### Records provided:
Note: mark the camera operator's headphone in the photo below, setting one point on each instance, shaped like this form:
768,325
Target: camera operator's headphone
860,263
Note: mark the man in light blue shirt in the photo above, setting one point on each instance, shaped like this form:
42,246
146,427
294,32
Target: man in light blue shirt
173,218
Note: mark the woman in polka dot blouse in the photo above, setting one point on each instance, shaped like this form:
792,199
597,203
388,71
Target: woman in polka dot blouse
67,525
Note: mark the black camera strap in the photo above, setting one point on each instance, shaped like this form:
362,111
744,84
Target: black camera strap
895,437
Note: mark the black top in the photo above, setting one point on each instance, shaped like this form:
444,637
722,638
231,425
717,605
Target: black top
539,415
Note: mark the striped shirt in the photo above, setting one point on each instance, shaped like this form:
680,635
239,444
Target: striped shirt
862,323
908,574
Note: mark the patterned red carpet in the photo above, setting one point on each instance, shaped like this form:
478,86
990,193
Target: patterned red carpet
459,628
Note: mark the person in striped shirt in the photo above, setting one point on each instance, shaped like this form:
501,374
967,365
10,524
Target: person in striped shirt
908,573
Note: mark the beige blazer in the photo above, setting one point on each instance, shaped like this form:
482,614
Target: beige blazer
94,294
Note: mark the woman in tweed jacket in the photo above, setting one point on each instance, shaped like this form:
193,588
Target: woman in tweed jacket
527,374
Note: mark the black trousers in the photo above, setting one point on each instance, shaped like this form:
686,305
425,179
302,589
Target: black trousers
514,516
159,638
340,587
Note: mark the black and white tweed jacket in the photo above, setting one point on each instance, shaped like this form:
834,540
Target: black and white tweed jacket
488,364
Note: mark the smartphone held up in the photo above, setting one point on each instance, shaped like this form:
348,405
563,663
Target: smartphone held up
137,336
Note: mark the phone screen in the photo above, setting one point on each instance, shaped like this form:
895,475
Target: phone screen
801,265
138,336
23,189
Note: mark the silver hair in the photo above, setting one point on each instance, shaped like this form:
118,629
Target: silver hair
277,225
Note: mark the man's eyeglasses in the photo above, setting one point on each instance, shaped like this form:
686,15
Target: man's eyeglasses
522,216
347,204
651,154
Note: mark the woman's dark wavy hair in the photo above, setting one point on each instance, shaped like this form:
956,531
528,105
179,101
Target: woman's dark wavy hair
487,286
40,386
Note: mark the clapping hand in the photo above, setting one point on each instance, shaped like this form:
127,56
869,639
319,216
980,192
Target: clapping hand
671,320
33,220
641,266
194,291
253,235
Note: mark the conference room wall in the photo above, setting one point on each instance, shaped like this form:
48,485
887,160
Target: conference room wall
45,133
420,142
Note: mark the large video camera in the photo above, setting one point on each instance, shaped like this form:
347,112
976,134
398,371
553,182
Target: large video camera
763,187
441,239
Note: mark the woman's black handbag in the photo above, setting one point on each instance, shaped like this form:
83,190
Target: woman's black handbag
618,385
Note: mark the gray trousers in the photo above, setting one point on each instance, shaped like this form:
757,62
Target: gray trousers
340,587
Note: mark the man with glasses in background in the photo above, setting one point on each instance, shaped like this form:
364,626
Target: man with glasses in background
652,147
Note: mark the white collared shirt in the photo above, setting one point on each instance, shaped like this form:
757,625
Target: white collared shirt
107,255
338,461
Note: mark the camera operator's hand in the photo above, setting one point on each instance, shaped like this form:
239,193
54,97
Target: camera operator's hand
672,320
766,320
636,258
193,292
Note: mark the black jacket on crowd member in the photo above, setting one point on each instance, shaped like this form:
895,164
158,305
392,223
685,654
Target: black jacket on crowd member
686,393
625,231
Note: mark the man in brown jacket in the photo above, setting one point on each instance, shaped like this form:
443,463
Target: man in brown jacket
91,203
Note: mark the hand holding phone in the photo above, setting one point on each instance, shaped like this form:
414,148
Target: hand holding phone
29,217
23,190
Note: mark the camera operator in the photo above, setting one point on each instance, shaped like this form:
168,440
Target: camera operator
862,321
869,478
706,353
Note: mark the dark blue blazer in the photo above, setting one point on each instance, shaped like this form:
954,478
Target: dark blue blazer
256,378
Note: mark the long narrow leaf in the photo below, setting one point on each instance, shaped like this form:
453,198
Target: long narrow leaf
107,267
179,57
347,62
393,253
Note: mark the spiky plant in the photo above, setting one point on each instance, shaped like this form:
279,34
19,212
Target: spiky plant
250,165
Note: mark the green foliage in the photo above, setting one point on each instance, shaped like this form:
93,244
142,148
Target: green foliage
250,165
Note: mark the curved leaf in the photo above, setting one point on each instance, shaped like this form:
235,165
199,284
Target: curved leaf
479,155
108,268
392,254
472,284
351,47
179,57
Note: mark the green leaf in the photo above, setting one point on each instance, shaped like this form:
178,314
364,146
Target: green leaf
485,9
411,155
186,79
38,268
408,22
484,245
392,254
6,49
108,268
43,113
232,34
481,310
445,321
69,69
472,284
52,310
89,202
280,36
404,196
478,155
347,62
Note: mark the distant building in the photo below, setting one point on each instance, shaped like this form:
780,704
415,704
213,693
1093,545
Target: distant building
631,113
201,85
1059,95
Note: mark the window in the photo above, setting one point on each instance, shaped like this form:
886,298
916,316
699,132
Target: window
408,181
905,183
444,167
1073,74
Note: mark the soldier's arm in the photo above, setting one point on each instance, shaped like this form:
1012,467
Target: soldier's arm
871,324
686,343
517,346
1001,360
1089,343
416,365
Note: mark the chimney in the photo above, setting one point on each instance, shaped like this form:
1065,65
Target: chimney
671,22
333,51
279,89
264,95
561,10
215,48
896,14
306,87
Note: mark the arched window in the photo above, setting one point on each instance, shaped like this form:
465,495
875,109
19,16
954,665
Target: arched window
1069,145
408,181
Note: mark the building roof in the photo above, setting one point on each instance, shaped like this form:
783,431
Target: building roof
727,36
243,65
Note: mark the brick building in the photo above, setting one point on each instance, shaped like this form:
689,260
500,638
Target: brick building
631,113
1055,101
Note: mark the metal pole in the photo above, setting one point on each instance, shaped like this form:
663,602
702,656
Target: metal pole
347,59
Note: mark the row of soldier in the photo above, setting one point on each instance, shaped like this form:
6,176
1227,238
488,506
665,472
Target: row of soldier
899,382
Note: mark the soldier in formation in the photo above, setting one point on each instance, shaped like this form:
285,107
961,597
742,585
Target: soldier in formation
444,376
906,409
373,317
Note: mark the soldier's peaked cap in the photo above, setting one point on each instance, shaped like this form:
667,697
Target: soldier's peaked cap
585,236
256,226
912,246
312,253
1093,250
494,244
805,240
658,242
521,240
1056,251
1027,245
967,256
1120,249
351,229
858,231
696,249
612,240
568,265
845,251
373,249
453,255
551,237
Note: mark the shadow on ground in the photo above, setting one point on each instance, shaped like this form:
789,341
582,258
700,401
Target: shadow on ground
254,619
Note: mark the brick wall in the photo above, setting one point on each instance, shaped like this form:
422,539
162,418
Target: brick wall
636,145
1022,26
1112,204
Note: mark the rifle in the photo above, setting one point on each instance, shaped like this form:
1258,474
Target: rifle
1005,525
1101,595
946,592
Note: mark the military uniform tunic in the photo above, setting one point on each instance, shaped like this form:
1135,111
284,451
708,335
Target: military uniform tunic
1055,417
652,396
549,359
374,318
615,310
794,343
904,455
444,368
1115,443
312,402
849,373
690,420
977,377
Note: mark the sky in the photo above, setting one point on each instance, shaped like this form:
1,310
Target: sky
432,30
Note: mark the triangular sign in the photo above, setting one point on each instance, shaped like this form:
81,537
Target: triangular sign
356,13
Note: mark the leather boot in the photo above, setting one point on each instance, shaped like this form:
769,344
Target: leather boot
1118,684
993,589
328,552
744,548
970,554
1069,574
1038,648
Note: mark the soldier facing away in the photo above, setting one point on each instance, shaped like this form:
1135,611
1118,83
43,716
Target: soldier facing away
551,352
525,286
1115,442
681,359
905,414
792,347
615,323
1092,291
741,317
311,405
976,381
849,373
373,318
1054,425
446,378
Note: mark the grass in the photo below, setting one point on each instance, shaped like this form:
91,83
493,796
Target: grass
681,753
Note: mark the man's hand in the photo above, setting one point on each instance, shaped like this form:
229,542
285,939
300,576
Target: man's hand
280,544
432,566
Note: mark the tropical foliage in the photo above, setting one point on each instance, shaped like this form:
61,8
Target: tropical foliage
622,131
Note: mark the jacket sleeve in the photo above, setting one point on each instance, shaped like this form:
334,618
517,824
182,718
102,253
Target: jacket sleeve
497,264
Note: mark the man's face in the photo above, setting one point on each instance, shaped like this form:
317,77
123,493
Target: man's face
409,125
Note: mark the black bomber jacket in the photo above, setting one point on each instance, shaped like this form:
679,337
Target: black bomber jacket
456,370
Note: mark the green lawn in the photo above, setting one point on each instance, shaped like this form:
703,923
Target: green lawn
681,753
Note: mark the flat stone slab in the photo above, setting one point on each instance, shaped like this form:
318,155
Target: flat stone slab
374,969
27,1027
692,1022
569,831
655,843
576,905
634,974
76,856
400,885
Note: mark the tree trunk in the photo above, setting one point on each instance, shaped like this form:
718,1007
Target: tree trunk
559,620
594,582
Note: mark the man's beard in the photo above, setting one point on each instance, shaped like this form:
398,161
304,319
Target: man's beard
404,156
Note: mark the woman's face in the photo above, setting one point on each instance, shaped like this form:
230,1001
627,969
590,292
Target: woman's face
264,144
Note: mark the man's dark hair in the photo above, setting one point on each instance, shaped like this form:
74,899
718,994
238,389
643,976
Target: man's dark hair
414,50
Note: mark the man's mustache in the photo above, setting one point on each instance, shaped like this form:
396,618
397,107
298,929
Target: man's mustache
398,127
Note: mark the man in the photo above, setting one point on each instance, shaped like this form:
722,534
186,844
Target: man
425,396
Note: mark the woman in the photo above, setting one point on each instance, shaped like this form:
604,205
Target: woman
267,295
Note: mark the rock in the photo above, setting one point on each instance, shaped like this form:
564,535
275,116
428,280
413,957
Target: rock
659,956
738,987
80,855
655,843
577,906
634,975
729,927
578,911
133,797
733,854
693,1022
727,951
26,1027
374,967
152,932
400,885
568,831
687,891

### Goal:
Every line from the one holding "Note: mark the tropical" through the final line of the listing must be echoed exactly; leave out all other lines.

### Solved exercise:
Note: mark the tropical foliage in the photo above, setting one point on each instance, shaped like this form:
61,8
Target: tropical foliage
622,131
Note: mark the jacket sleeve in the photo above, setting one point on each instance, shaped like this form:
334,618
517,824
182,718
102,253
Target: jacket sleeve
497,264
Note: mark the man's face in the photo above, setting one point on each instance, shaped like this form:
317,77
123,493
Target: man's face
409,125
Note: mark the black bomber jacket in the photo above, setting one point on each instance, shaped like this form:
679,337
Target: black bomber jacket
456,370
Note: mark the green lawn in the photo above, setting one point on each instance, shaped like this form:
703,923
Target: green lawn
681,753
Note: mark the flat stone slab in the photo above, setting one point on each instance, shaped like this form:
318,155
Target: flat stone slab
374,969
27,1027
692,1022
569,831
655,843
576,905
634,974
76,856
400,885
Note: mark the tree trunk in the photo above, setting one point on each instance, shaped like this form:
718,1007
Target: tree trunk
559,620
594,582
Note: mark the man's beard in the photo above, setting one point on each instance, shaped like this form:
398,161
304,319
Target: man's beard
404,156
Note: mark the woman's face in the photo above, setting one point on each instance, shaped like this form:
230,1001
627,969
590,292
Target: woman's face
264,144
Note: mark the man's dark hair in the photo above, setting one point on each instance, shaped like this form:
74,899
718,994
238,389
643,976
Target: man's dark hair
414,50
Note: mark the man's mustache in the photo above, setting one point on each instance, shaped like this form:
396,618
397,107
298,929
Target: man's mustache
398,127
Note: mark the man in the photo above, setting one point on each instance, shaped like this form:
722,534
186,844
Target: man
425,396
Note: mark the woman in the photo above, setting one point on each instance, shaped like this form:
604,205
Target: woman
267,295
Note: mark the rock in the photo above, setting one point on each instance, shaped like this form:
564,535
275,116
428,280
413,957
Target: rock
659,956
738,987
80,855
655,843
577,906
634,975
729,927
578,911
133,797
733,854
693,1022
727,951
26,1027
374,967
152,932
400,885
568,831
687,891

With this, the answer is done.